[Opening DATA SHOWN section]

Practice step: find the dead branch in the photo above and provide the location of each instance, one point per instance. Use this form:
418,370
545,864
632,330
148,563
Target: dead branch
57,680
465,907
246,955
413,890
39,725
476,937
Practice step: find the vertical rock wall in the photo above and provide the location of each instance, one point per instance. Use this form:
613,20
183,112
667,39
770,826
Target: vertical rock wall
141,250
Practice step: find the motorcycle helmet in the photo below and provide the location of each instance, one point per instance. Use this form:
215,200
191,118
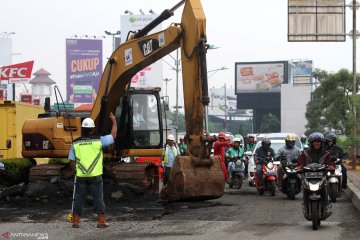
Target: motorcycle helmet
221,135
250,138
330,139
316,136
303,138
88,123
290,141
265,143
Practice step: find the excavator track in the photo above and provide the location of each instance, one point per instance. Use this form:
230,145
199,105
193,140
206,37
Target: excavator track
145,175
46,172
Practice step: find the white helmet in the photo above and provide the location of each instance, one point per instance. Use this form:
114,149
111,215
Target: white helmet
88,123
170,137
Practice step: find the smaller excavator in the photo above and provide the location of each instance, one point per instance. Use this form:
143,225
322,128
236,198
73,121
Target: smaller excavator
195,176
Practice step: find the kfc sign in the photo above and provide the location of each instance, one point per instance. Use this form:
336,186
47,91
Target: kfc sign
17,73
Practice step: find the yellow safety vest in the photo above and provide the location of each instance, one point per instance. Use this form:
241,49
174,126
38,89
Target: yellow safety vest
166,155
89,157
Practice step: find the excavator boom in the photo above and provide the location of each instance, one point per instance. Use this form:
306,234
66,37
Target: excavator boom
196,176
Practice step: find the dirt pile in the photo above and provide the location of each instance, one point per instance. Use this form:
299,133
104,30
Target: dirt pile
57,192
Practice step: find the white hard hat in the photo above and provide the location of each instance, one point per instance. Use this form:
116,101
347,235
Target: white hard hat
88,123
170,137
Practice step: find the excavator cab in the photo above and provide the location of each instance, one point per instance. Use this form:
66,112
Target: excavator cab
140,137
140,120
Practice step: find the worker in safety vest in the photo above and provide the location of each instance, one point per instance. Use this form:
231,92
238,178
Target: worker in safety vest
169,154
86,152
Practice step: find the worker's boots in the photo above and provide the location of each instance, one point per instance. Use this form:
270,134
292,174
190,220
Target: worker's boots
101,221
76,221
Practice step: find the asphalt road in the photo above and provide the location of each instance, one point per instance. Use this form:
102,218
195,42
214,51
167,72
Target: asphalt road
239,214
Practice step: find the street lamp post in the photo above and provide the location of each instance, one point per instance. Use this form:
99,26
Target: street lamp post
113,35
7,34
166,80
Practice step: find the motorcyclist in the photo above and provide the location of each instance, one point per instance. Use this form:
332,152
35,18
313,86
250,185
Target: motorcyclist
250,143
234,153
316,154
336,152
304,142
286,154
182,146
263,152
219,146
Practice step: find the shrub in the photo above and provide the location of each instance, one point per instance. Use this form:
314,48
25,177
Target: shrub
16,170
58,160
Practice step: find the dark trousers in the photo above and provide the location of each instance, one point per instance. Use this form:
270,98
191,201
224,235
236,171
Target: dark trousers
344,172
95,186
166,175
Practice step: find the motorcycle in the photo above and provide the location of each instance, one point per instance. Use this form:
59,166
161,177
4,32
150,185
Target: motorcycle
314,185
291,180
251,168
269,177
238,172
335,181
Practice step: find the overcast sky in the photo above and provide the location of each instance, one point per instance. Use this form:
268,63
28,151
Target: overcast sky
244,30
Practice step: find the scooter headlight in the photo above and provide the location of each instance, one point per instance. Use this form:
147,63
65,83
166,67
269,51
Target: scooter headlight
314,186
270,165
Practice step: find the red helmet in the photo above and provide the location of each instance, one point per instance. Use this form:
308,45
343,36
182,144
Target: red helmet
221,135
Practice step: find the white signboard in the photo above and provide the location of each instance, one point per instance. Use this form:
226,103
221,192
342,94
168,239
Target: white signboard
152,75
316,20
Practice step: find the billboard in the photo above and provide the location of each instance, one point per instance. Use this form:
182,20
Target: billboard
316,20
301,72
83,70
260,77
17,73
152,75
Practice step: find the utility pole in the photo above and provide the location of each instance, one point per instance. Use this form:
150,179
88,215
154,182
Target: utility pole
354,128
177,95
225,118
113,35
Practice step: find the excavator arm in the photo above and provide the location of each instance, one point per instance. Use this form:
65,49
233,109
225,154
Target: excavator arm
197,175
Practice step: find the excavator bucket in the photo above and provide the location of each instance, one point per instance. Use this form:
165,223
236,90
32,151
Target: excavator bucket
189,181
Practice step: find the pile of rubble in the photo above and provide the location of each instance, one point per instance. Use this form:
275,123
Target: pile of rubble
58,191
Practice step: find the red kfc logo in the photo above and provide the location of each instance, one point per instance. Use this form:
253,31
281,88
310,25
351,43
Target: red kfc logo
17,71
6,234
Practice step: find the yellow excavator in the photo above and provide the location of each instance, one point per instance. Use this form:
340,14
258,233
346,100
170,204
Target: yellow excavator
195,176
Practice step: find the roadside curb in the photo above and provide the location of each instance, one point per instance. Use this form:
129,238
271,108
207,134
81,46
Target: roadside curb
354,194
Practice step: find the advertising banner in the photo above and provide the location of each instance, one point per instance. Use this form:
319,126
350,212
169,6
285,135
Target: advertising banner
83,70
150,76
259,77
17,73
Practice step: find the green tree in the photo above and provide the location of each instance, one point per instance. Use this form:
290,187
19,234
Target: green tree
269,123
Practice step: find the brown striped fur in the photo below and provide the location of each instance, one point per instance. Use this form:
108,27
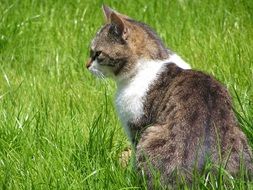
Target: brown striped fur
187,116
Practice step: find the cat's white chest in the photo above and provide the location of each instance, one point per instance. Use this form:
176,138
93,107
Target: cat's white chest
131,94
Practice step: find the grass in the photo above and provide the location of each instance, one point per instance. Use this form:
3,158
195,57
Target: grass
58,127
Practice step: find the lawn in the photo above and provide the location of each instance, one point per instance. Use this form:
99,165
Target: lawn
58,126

[Closing DATA SHOWN section]

TASK BRIEF. Repeat every entry exactly. Do not include the pictures.

ANSWER.
Practice step: find the dead branch in the photo above and provide the location of each instance, one point per instance. Use this form:
418,370
545,864
632,330
148,563
Target: dead branch
57,680
465,907
246,955
413,890
39,725
476,937
Practice step: find the vertical rock wall in the photo above and provide the location of each instance, one point per instance. Use this form:
613,20
183,112
667,39
770,826
Target: vertical rock wall
141,250
Practice step: find the motorcycle helmet in the photo below and provide the location of each instance, one point per instance. Use this form:
215,200
191,118
Target: motorcycle helmet
221,135
250,138
330,139
316,136
303,138
88,123
290,141
265,143
Practice step: find the excavator track in the photo above and provide the location of each instance, one point per instance. Use this form:
230,145
199,105
193,140
206,37
Target: excavator track
145,175
46,172
Practice step: find the white helmet in the photo above and provide the location of each instance, one point per instance. Use this form:
114,149
111,215
Target: white helmet
88,123
170,137
Practice step: find the smaller excavator in the photo above and provide the location of each instance, one point per instance. Use this form:
143,225
322,128
236,198
73,121
Target: smaller excavator
195,176
Practice step: find the kfc sign in the photo above and provide the location of each instance, one point per instance. Use this form:
336,186
47,91
Target: kfc sign
17,73
Practice step: find the yellow safety vest in the photo above and provide the location of each instance, one point per instance. Use this form:
241,49
174,126
38,89
Target: yellow safety vest
166,155
89,157
Practice step: find the excavator boom in the photo above and provide the location of each instance, one point per instance. Use this form:
306,234
66,37
Target: excavator boom
196,176
Practice step: find the dirt pile in the photo above and provide the location of each instance, one point per instance. Use this form:
299,133
104,30
Target: dirt pile
57,192
Practice step: find the white hard hat in the photo above and provide the location of each instance, one point per instance. Use this form:
116,101
347,235
Target: white hard hat
88,123
170,137
Practice step: find the excavator cab in the photo above and provide the location of each instance, one point per instance. Use this form:
66,112
Target: excavator cab
140,137
140,120
Practice step: find the worker in safety vest in the photo above and provide the location of each instance, one point per instance. Use this form:
231,92
238,178
Target: worker in safety vest
169,154
86,152
Practice step: find the worker's boots in the photo above and provide the location of each instance, one point per instance. Use this form:
270,134
292,174
190,220
Target: worker's boots
101,221
76,221
Practice step: find the asphalt road in the photo above and provide the location of each instance, one point per instance. Use this form:
102,218
195,42
214,51
167,72
Target: asphalt road
239,214
Practice step: find the street lamp post in the photo above and provide the location of each instance, one point per instance. Use this form:
99,26
Target: street lamp post
113,35
7,34
166,80
Practice step: find the motorcyclist in the photo above and provide the location of each instance, one point per instance. Use this form:
332,152
35,18
313,86
250,185
Target: motorcyclist
250,143
234,153
316,154
336,152
304,142
286,154
182,146
263,152
219,146
Practice step: find the shrub in the photo above and provide the location of each instance, one point per instance. Use this form:
314,48
25,177
Target: shrub
16,170
58,160
Practice step: find the dark trousers in the photo above and provide the location of each instance, one point per instance. Use this form:
270,98
191,201
224,235
236,171
Target: dark trousers
344,172
95,186
166,175
Practice step: find the motorcycle in the photo above and provide the location of each instance, one point per instance. Use this form:
59,166
161,177
4,32
150,185
Target: motorcycle
314,185
291,180
251,168
269,177
238,172
335,181
Practice step: find the overcast sky in the photo above and provide the location of each instance, one point per instance. Use this form:
268,63
28,151
Target: overcast sky
244,30
Practice step: find the scooter headlight in the photo above and provide the location of each instance, one point per instance. Use this form:
147,63
65,83
166,67
269,51
Target: scooter headlight
314,186
270,165
Practice step: find the red helmet in the photo above and provide the location of each instance, one point per instance. Use this form:
308,45
343,36
182,144
Target: red helmet
221,135
Practice step: find the white signboard in the photo above and provide the location of each instance, one point per instance. Use this form:
226,103
221,192
342,94
168,239
Target: white signboard
152,75
316,20
Practice step: find the billboard in the photo above and provide the location of each instance, one point per instance. Use this form:
182,20
Target: billboard
316,20
301,72
83,70
260,77
17,73
152,75
Practice step: find the utility pole in the photo above and provide the location of each instance, one point per instance. Use this form:
150,179
88,215
154,182
Target: utility pole
354,128
177,95
225,118
113,35
Practice step: find the excavator arm in the photo above and provide the location of each instance, one point per instance. Use this form:
65,49
233,109
225,154
Target: excavator arm
197,175
Practice step: find the excavator bucket in the photo above and provide the location of each instance, one point per instance. Use this form:
165,223
236,90
32,151
Target: excavator bucket
189,181
Practice step: find the pile of rubble in the photo above and provide the location of each instance, one point per instance. Use this form:
275,123
Target: pile of rubble
58,191
Practice step: find the red kfc logo in the photo above and provide the location of each instance, one point per instance. Use this form:
253,31
281,88
310,25
351,43
Target: red kfc logo
17,71
6,234
Practice step: find the yellow excavator in the photo above and provide the location of each instance, one point per instance. Use this form:
340,14
258,233
346,100
170,204
Target: yellow excavator
195,176
Practice step: find the roadside curb in the photo above and provide the location of each instance, one point per instance. Use this form:
129,238
271,108
207,134
81,46
Target: roadside curb
354,194
Practice step: find the advertising banner in the photo above and provide the location of each instance, one point per instance. Use this form:
319,126
350,212
169,6
285,135
Target: advertising banner
83,70
150,76
259,77
17,73
Practice step: find the green tree in the photo above and provide the location of each instance, one point per instance. Use this form:
290,187
19,234
Target: green tree
269,123
Practice step: find the brown striped fur in the photo below and provide the location of each instance, one point per instance. Use this form:
108,27
Target: brown striped fur
187,116
Practice step: find the cat's white chest in the photo above and provide the location of each instance, one point per instance. Use this form:
176,138
93,107
Target: cat's white chest
131,94
Practice step: find the grass in the photo above and provide the location of each instance, one point per instance. Use this form:
3,158
195,57
Target: grass
58,127
Practice step: find the lawn in the photo above and provide the location of each instance, one point per instance. Use this form:
99,165
Target: lawn
58,126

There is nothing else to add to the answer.